No texto sobre tecnologia na educação, qual profissão aparece como exemplo de ocupação que passou a ser necessária porque os carros surgiram no mundo?

• _TEXTO EXTRAÍDO_:
/---
Quais são as principais oportunidades que as tecnologias oferecem para a educação?

Toda a tecnologia amplia a gente. O carro amplia o nosso movimento. Óculos, binóculos, telescópio e microscópio ampliam a nossa visão. Quando a tecnologia chega na educação, ela tem uma oportunidade gigante de ampliar a educação em todas as suas dimensões. Ela pode ajudar a ampliar o pensamento crítico se você usar as dinâmicas adequadas. A tecnologia não só traz muito mais informação para ser combinada, como ajuda a combinar. E a gente combina isso e complementa com a nossa criatividade, que é mais intencional, mais direcionada, mais contextual. Um exemplo que dou também, só com o ChatGPT, não precisa nem falar das outras IA’s que a gente tem por aí, você consegue entrevistar qualquer personagem histórico e perguntar coisas para ele dentro do contexto que ele vivia naquela época. Isso é uma riqueza enorme. É comparar pensamentos de autores diferentes, de linhas diferentes de argumentação. Qualquer atividade hoje de educação e de aprendizagem se beneficia do uso da inteligência artificial.

Sabemos que muitas das profissões do futuro sequer existem ainda. A criação e o desenvolvimento delas passam pela aplicação de tecnologias emergentes na educação?

Tem duas coisas diferentes aqui. Tem muita profissão no futuro que a gente realmente não conhece, mas essas profissões surgem não em função da tecnologia, mas das mudanças que a tecnologia causa no mundo. Então, eventualmente, porque a gente teve carros no mundo, a gente começou a precisar de mecânico de carro, que era uma profissão que não existia. Então, quando a gente fala disso, é mais importante na educação usar as tecnologias para a gente melhorar as competências e as profissões e as habilidades que a gente faz hoje. Eu brinco que o que a gente fala, na realidade, não tem que ser sobre novas profissões, mas sobre novos profissionais, como eu uso a tecnologia para ir me transformando para o que for necessário na minha profissão, na minha área. Conforme essa tecnologia vai evoluindo, vão surgindo outras profissões e outras oportunidades.

O que falta na rede de ensino para uma verdadeira aplicação da Educação 5.0?
\---
• _DADOS FORNECIDOS_:
/---
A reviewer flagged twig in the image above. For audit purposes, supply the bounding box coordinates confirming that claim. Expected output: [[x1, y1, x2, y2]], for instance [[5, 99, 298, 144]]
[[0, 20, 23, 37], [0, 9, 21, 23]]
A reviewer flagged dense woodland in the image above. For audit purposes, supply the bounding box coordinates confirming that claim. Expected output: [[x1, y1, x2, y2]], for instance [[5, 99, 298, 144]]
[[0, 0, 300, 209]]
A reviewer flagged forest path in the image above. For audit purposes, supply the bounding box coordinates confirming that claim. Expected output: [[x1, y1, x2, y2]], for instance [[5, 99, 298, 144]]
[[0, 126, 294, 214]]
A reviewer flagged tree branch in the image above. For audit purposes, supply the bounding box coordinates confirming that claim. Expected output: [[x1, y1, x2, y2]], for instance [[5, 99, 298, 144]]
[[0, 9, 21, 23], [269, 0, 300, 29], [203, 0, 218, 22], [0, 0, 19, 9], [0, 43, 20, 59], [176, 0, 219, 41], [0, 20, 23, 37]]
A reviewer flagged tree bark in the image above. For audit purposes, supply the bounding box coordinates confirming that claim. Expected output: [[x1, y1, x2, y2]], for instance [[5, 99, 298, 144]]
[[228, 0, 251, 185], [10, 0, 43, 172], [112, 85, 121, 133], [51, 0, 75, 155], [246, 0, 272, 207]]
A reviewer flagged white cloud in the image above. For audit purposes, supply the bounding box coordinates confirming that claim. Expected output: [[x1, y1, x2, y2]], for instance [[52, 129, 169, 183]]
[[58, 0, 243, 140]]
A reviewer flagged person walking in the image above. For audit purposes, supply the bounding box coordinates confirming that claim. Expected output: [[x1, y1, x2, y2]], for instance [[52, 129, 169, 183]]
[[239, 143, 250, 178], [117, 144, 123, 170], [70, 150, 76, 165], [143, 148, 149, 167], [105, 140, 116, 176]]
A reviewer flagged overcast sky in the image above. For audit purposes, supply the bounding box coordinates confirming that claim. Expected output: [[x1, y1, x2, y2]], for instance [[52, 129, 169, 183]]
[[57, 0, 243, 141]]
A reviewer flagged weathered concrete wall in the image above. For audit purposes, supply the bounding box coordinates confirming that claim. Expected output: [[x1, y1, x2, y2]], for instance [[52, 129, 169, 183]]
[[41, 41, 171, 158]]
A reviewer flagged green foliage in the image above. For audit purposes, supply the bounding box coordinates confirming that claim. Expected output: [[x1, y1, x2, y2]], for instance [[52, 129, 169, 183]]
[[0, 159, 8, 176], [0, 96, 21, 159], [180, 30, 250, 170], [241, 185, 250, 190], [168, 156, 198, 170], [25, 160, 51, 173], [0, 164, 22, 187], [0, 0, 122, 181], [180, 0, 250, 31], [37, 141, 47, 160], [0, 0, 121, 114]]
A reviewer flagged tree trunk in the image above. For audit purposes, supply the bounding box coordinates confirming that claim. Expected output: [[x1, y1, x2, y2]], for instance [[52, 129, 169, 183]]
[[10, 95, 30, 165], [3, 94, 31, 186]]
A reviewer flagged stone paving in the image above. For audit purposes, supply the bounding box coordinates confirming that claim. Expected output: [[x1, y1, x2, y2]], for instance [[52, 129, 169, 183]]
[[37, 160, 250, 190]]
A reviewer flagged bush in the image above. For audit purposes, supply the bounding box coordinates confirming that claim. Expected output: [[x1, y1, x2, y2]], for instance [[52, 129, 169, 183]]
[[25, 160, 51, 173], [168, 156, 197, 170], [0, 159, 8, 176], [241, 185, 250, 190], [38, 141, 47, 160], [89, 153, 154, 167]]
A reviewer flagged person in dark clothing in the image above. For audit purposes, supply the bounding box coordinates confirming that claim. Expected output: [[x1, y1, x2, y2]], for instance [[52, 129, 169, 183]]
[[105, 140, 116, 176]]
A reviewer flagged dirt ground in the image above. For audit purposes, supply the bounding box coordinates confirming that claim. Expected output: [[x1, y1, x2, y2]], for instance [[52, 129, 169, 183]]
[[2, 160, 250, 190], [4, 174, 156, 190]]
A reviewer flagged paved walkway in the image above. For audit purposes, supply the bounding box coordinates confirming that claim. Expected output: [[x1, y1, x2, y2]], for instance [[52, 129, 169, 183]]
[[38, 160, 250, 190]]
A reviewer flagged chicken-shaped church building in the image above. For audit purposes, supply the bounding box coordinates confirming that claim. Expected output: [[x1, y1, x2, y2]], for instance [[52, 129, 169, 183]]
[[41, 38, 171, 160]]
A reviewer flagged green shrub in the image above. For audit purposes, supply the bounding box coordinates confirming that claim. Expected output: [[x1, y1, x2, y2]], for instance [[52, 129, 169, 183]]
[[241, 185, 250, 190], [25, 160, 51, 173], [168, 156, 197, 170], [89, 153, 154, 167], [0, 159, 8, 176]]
\---
/---
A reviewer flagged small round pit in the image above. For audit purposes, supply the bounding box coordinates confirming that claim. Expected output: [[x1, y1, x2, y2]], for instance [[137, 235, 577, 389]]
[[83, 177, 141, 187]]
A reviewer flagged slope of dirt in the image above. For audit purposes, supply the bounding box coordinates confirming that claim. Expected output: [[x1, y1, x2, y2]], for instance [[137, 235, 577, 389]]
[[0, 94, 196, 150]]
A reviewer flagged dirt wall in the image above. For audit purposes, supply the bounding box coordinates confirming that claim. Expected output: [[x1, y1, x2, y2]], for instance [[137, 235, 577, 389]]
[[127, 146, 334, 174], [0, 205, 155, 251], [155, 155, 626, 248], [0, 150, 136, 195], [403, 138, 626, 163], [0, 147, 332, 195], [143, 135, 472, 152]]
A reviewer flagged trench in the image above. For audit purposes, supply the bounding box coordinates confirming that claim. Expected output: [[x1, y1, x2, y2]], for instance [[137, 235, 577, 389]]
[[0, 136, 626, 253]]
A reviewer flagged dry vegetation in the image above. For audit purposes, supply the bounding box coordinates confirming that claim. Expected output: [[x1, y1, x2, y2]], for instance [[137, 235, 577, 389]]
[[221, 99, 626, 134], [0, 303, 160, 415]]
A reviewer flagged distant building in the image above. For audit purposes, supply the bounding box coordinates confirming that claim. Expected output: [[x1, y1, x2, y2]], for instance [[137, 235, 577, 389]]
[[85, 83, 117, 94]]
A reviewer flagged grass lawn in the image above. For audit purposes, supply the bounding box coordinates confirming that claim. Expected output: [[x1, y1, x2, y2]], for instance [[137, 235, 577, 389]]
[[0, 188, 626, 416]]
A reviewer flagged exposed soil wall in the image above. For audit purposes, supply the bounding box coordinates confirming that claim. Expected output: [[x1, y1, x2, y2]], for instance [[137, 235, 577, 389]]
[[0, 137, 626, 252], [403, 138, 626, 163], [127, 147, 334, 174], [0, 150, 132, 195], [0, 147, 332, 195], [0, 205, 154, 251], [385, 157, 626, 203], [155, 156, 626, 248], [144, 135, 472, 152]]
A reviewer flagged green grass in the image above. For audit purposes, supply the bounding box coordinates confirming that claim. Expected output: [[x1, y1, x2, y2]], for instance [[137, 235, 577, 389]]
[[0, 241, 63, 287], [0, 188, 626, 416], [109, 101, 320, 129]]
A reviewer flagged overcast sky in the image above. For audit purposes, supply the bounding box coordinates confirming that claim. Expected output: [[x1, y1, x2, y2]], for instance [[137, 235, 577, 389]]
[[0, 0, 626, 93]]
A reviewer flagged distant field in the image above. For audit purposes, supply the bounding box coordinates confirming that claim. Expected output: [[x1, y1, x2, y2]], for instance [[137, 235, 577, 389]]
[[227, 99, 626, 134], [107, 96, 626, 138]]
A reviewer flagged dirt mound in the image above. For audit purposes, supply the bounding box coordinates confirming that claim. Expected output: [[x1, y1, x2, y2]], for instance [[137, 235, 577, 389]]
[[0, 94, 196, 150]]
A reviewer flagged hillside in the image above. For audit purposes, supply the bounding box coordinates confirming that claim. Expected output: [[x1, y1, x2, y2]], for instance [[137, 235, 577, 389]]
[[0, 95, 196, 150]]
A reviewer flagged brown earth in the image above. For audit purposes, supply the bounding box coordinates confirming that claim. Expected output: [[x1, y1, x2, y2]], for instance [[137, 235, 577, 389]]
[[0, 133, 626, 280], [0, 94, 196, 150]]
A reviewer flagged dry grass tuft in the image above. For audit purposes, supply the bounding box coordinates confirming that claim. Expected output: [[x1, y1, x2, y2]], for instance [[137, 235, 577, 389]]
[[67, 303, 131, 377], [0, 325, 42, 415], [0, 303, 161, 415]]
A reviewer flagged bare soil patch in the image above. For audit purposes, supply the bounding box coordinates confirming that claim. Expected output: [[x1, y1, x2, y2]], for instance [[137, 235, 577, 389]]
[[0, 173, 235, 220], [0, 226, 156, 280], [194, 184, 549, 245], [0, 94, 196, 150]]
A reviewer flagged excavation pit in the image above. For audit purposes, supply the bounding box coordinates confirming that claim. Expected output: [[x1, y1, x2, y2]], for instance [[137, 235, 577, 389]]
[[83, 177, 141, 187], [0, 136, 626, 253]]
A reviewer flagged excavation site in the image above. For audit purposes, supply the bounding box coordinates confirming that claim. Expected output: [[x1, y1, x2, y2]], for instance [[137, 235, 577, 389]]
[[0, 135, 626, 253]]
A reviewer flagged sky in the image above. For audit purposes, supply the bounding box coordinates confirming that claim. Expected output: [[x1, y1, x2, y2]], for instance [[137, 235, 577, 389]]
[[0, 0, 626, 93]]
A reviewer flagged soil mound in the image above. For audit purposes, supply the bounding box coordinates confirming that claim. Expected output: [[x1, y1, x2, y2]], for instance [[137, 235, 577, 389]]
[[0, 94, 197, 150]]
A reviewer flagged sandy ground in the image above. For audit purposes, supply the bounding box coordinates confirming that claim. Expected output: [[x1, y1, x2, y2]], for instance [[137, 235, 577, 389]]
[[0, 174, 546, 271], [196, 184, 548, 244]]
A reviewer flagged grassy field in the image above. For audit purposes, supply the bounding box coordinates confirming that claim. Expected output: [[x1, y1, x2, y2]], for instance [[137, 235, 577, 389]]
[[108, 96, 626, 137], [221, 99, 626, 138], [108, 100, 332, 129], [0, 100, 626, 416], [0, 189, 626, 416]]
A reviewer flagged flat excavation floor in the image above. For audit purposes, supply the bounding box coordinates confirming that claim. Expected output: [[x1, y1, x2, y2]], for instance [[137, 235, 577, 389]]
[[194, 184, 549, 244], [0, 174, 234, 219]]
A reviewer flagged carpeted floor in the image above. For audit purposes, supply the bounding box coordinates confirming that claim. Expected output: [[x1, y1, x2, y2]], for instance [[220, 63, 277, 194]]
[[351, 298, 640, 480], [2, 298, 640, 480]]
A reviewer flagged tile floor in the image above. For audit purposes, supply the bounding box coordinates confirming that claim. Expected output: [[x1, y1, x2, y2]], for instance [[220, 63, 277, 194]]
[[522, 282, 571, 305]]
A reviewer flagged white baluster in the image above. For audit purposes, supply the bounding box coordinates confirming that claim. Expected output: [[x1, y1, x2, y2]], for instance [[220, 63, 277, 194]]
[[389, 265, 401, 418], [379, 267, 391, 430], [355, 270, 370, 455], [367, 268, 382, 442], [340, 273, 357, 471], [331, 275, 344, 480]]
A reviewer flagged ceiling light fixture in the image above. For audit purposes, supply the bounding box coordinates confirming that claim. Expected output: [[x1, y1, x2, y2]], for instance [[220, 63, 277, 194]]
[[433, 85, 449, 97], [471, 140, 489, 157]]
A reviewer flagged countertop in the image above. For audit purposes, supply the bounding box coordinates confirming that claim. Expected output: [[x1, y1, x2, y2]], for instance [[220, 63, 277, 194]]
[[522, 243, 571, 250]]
\---
• _RESPOSTA AO PROBLEMA_:
Mecânico de carro.